■ Given passage
────

Rhinosinusitis is a chronic infection of the nasal and paranasal mucosa whose pathophysiological mechanisms are not fully understood yet. Studies on the role of the microbiota in its onset are being developed.
Although no study has precisely determined the incidence of rhinosinusitis among ENT infections, it is estimated that between 0.5 and 5% of simple rhinopharyngitis become rhinosinusitis1 (2 to 3 bouts of rhinopharyngitis per year for adults, 6 to 8 for children), which makes it a relatively common disease. However, although certain bacteria and viruses have been clearly identified in the onset of rhinopharyngitis, the mechanisms by which rhinosinusitis appears remain poorly understood.
A microbiota still being explored
A study on the bacterial etiology of rhinosinusitis identified several bacterial profiles:
- Haemophilus influenzae and Streptococcus pneumoniae are the most frequently encountered bacteria in acute and subacute rhinosinusitis.
- Staphylococcus aureus, Pseudomonas aeruginosa and H. influenzae are dominant in chronic rhinosinusitis2.
Another study analyzed the composition of the sinonasal microbiota in individuals with rhinosinusitis: among the bacteria present, none seemed to clearly dominate compared to the composition in a healthy individual. The authors still identified the following common phyla: Firmicutes, Actinobacteria, and Bacteroidetes3.
The nasopharyngeal microbiota of healthy individuals has been compared to that of individuals with rhinosinusitis using samples from nasal meatus lavage4. Bacterial and fungal analysis was conducted. Qualitatively, among the phyla present, cyanobacteria were the most prevalent; two species of Pseudomonas were also found (including P. aeruginosa). Furthermore, sequencing showed the presence of Corynebacterium as well as Cryptococcus neoformans, described for the first time as a major constituent of the sinus microbiota. Immune defense mechanisms against certain bacteria seem to be the cause of rhinosinusitis.

────

■ Entries provided
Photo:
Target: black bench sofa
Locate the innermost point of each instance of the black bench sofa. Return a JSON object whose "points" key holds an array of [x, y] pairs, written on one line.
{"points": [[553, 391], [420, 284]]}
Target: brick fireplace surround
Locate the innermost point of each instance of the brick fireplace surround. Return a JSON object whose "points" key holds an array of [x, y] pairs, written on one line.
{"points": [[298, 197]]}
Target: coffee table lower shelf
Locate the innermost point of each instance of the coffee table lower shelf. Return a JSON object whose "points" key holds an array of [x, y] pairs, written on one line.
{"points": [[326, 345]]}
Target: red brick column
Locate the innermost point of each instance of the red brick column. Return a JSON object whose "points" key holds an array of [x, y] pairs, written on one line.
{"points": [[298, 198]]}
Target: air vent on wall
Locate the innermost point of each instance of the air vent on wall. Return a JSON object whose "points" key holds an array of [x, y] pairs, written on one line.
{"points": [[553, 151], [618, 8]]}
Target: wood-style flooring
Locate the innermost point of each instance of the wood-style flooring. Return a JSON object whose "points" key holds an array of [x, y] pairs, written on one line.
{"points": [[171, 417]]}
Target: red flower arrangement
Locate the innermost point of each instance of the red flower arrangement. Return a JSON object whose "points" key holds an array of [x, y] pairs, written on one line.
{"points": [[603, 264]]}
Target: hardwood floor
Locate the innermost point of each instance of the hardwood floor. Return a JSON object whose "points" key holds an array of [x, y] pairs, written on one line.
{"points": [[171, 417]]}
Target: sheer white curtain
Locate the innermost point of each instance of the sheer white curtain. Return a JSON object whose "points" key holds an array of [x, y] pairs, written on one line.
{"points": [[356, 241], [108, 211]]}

────

■ Tasks and exercises
**A)** Answer these about the rhinosinusitis text:
(i) What percentage of simple rhinopharyngitis is estimated to become rhinosinusitis?
(ii) Which bacteria are dominant in chronic rhinosinusitis?
(iii) Which organism is described for the first time as a major constituent of the sinus microbiota?
**B)** Reproduce the rhinosinusitis text from "Although no study" up to and including "in chronic rhinosinusitis2.".

■ Task responses
**A)**
(i) Between 0.5 and 5%.
(ii) Staphylococcus aureus, Pseudomonas aeruginosa and H. influenzae.
(iii) Cryptococcus neoformans.

**B)**
Although no study has precisely determined the incidence of rhinosinusitis among ENT infections, it is estimated that between 0.5 and 5% of simple rhinopharyngitis become rhinosinusitis1 (2 to 3 bouts of rhinopharyngitis per year for adults, 6 to 8 for children), which makes it a relatively common disease. However, although certain bacteria and viruses have been clearly identified in the onset of rhinopharyngitis, the mechanisms by which rhinosinusitis appears remain poorly understood.
A microbiota still being explored
A study on the bacterial etiology of rhinosinusitis identified several bacterial profiles:
- Haemophilus influenzae and Streptococcus pneumoniae are the most frequently encountered bacteria in acute and subacute rhinosinusitis.
- Staphylococcus aureus, Pseudomonas aeruginosa and H. influenzae are dominant in chronic rhinosinusitis2.